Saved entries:
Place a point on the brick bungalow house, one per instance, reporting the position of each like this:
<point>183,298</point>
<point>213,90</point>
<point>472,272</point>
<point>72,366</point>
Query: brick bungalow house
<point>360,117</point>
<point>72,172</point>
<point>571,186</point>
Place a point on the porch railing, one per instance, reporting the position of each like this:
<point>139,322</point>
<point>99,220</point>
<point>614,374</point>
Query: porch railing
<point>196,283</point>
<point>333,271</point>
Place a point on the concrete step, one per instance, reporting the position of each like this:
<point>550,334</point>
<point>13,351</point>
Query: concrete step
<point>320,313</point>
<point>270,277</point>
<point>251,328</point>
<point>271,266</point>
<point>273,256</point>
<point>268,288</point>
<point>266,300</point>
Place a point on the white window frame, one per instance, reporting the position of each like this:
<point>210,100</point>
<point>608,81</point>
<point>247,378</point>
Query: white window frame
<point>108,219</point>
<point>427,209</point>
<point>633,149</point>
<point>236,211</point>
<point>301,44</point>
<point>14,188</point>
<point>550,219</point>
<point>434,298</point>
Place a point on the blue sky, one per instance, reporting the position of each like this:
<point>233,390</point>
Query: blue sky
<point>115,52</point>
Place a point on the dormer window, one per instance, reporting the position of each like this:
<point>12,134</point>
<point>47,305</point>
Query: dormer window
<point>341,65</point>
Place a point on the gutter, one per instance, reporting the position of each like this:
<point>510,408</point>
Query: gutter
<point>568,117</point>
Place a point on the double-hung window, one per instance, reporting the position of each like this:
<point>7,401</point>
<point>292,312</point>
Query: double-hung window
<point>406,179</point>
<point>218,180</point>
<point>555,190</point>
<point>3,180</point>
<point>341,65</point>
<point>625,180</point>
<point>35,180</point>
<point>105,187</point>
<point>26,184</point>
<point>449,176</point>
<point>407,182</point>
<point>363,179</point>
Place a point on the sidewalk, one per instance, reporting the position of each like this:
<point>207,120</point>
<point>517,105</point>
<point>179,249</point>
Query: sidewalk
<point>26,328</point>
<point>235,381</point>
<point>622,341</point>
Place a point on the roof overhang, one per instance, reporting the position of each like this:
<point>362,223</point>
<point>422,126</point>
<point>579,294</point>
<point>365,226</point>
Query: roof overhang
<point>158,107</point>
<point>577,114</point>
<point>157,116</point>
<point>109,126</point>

Assignment: Take the entries above and return only the lines from the one with "<point>213,90</point>" to the one with "<point>13,351</point>", both included, unchanged.

Expected answer:
<point>213,90</point>
<point>472,272</point>
<point>72,366</point>
Query: brick bungalow house
<point>360,117</point>
<point>72,172</point>
<point>571,186</point>
Place a point on the porch railing, one per instance, reporting the position of each like this:
<point>139,322</point>
<point>99,220</point>
<point>614,374</point>
Query: porch railing
<point>196,283</point>
<point>333,271</point>
Place a point on the concrete step, one per instance, reporting the position of each like this:
<point>550,334</point>
<point>13,351</point>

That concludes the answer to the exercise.